▶ What to do: Output only the span of lines that begins at the line containing "Return one point for each instance of the snow on ground." and ends at the last line of the data, both included, exactly as they appear.

▶ Given records:
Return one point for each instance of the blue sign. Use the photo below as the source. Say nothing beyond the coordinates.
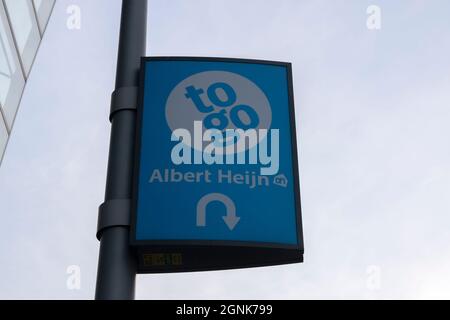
(217, 157)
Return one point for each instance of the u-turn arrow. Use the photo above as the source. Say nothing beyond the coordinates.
(230, 219)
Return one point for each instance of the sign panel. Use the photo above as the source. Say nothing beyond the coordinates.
(216, 176)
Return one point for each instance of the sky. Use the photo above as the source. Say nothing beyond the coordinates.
(372, 109)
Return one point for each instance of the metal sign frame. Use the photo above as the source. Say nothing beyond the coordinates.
(164, 256)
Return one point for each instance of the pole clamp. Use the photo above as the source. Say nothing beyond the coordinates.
(113, 213)
(125, 98)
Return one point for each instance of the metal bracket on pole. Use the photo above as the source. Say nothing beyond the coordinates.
(113, 213)
(125, 98)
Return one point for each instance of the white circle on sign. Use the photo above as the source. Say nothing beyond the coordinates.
(205, 95)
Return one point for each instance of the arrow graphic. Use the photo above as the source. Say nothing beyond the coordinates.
(230, 219)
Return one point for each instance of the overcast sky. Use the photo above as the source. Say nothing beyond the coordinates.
(373, 114)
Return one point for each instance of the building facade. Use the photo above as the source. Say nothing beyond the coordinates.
(22, 26)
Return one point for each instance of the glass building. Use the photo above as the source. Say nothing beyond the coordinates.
(22, 26)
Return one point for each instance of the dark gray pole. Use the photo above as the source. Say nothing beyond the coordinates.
(117, 265)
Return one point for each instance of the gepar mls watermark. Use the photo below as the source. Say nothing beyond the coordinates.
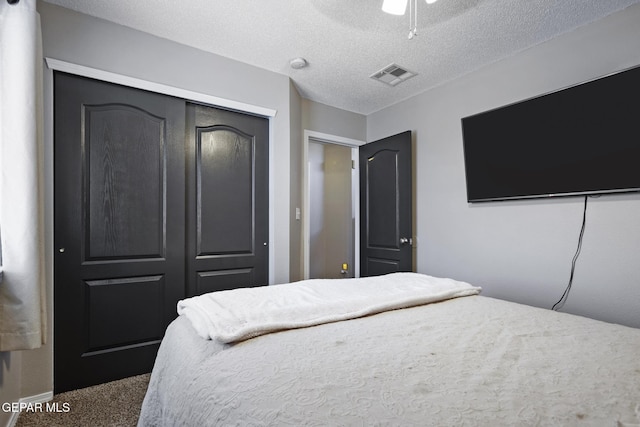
(55, 407)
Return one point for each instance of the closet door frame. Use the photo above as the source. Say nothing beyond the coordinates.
(53, 64)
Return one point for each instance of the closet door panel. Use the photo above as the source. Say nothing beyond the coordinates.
(227, 199)
(119, 228)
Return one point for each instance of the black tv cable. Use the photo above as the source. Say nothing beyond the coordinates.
(565, 295)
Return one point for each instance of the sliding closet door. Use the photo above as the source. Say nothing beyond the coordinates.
(227, 204)
(119, 228)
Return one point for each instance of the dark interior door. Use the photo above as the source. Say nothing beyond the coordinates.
(386, 193)
(227, 208)
(119, 228)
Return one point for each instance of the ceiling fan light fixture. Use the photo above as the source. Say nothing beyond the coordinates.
(394, 7)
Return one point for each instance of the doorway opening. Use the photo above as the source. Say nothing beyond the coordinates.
(331, 208)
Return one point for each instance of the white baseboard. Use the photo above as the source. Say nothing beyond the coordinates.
(38, 398)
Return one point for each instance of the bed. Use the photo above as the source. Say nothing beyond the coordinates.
(445, 357)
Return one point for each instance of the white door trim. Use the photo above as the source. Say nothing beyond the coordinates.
(306, 200)
(107, 76)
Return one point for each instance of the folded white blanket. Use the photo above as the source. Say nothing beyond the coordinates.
(239, 314)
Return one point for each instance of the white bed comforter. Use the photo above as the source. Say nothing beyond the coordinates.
(473, 361)
(239, 314)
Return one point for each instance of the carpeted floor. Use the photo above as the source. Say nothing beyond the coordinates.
(112, 404)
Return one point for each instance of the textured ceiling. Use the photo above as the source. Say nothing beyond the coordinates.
(345, 41)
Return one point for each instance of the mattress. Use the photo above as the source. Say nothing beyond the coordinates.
(473, 360)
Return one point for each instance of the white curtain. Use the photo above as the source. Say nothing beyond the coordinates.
(22, 290)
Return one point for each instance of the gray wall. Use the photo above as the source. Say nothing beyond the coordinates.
(99, 44)
(522, 251)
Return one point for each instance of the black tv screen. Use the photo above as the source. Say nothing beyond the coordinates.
(577, 141)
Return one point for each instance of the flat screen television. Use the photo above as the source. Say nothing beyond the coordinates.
(581, 140)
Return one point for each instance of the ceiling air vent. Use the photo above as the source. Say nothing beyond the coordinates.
(392, 74)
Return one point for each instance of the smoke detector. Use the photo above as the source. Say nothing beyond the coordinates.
(392, 74)
(298, 63)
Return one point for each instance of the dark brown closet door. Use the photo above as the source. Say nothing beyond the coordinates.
(386, 212)
(227, 204)
(119, 228)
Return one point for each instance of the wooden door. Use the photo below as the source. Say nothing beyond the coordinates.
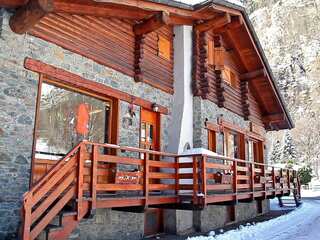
(150, 139)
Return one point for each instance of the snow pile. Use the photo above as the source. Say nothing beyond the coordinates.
(199, 151)
(192, 2)
(309, 193)
(302, 223)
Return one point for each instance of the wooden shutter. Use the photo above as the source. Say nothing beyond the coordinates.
(210, 53)
(218, 57)
(164, 48)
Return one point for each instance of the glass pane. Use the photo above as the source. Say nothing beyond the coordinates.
(143, 132)
(220, 143)
(231, 146)
(66, 118)
(250, 151)
(151, 134)
(148, 132)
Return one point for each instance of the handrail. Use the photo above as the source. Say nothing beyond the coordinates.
(53, 169)
(220, 157)
(67, 178)
(131, 149)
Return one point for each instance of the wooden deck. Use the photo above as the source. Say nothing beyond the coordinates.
(131, 177)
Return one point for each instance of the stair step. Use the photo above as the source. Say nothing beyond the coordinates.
(69, 213)
(52, 227)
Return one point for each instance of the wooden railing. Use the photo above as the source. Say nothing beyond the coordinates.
(223, 179)
(96, 175)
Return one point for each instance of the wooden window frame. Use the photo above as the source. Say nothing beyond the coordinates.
(71, 79)
(230, 77)
(164, 48)
(226, 127)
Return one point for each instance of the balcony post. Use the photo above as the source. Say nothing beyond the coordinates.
(288, 178)
(195, 180)
(204, 179)
(146, 179)
(26, 211)
(265, 181)
(176, 159)
(274, 180)
(235, 180)
(94, 170)
(80, 180)
(281, 181)
(252, 179)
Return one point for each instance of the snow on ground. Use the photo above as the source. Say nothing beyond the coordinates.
(309, 193)
(300, 224)
(192, 2)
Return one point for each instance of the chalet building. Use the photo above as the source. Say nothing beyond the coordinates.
(109, 108)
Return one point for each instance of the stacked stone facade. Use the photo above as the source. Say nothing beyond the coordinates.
(18, 93)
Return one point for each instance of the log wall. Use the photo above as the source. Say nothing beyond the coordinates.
(110, 42)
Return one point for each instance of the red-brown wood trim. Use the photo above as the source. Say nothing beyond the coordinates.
(74, 80)
(231, 126)
(36, 123)
(218, 127)
(212, 126)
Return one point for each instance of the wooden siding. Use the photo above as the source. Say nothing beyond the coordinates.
(208, 85)
(157, 70)
(110, 42)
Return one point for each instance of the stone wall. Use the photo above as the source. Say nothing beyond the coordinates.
(110, 224)
(217, 216)
(18, 91)
(205, 110)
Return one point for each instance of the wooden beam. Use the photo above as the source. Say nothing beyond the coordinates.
(153, 23)
(138, 60)
(91, 8)
(69, 79)
(29, 15)
(214, 23)
(12, 3)
(154, 6)
(253, 74)
(273, 118)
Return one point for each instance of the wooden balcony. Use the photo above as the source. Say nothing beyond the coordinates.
(95, 176)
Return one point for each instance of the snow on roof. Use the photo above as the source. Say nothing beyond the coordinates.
(199, 151)
(193, 2)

▶ Response to the exercise:
Return one point for each instance of the snow on ground. Use the photo above as the source. Say nothing beyond the coordinates.
(309, 193)
(300, 224)
(192, 2)
Return one point for each instance of the chalet building. Use the photo above as the source. Say nothing beyond the coordinates.
(109, 108)
Return one point for each instance of the stacked stone facade. Use the photo above as the source. Say nothing beyond the coordinates.
(18, 93)
Return one point for each instance of the log wall. Use the photo above as the source. Say nothing beyond the coordinates.
(110, 42)
Return one point for each instance of the red-brown wood trim. Use the photo above as the source. Say nothing beyond the coordinates.
(74, 80)
(231, 126)
(36, 123)
(218, 127)
(212, 126)
Return one point for each instance of the wooden siding. Use the photo above as the source. Say nothing beyond the coordinates.
(208, 85)
(157, 70)
(110, 42)
Return one point for each instance of the stone wall. Use the photo above as the source. Say nothing beyond the coordinates.
(110, 224)
(217, 216)
(18, 91)
(205, 110)
Return one point for each instance of the wooden beam. Use the photo above as the source. Say nothing beyond the coordinates.
(153, 23)
(138, 60)
(91, 8)
(69, 79)
(29, 15)
(214, 23)
(12, 3)
(154, 6)
(253, 74)
(273, 118)
Return one point for each instance of the wooden balcony. Use the photo above as the source. Say nothing beyond the coordinates.
(95, 176)
Return one point for each instance of the snow on roof. Use the photo above as the source. Say nothing beyond the coordinates.
(199, 151)
(193, 2)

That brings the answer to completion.